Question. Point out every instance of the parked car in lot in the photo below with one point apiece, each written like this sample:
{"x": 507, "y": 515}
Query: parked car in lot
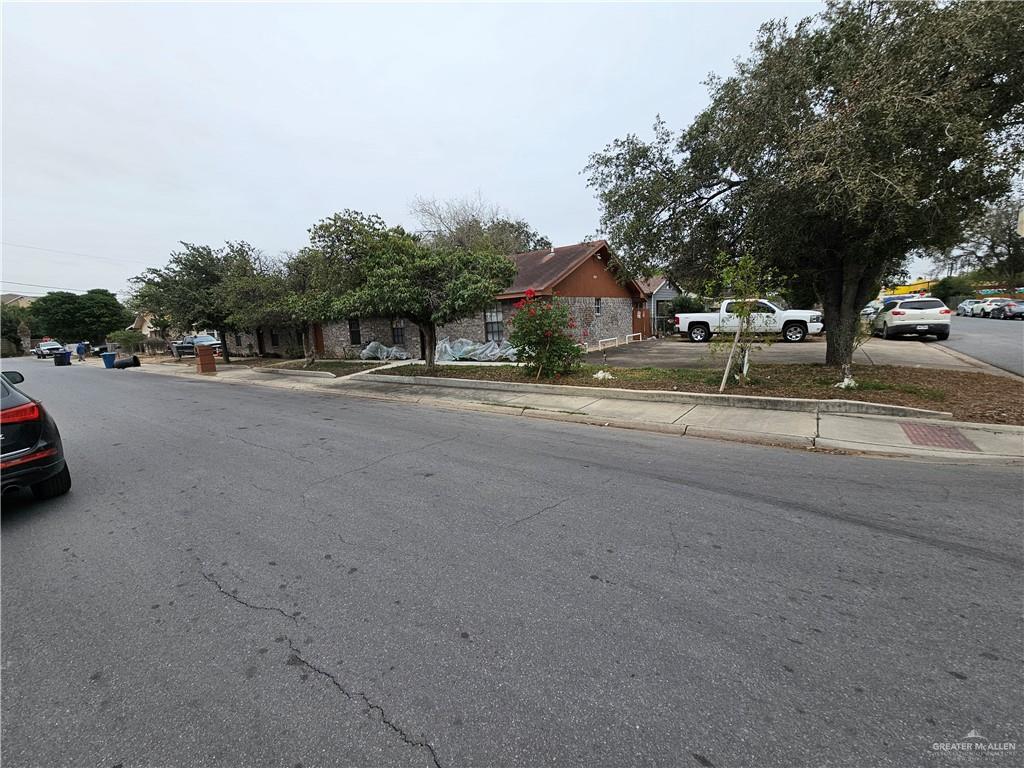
{"x": 794, "y": 325}
{"x": 984, "y": 308}
{"x": 188, "y": 343}
{"x": 1006, "y": 311}
{"x": 47, "y": 348}
{"x": 964, "y": 308}
{"x": 912, "y": 316}
{"x": 32, "y": 456}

# GIVEN TASK
Can you reproduce all of the material above verbatim, leaving out the picture?

# THE COMPLETED TASK
Question. Point out every instance of the parked car in lot in the photo below with one point apiece, each written like this sample:
{"x": 507, "y": 515}
Query: parked car in lot
{"x": 794, "y": 325}
{"x": 984, "y": 308}
{"x": 188, "y": 343}
{"x": 1006, "y": 311}
{"x": 47, "y": 348}
{"x": 964, "y": 308}
{"x": 912, "y": 316}
{"x": 32, "y": 456}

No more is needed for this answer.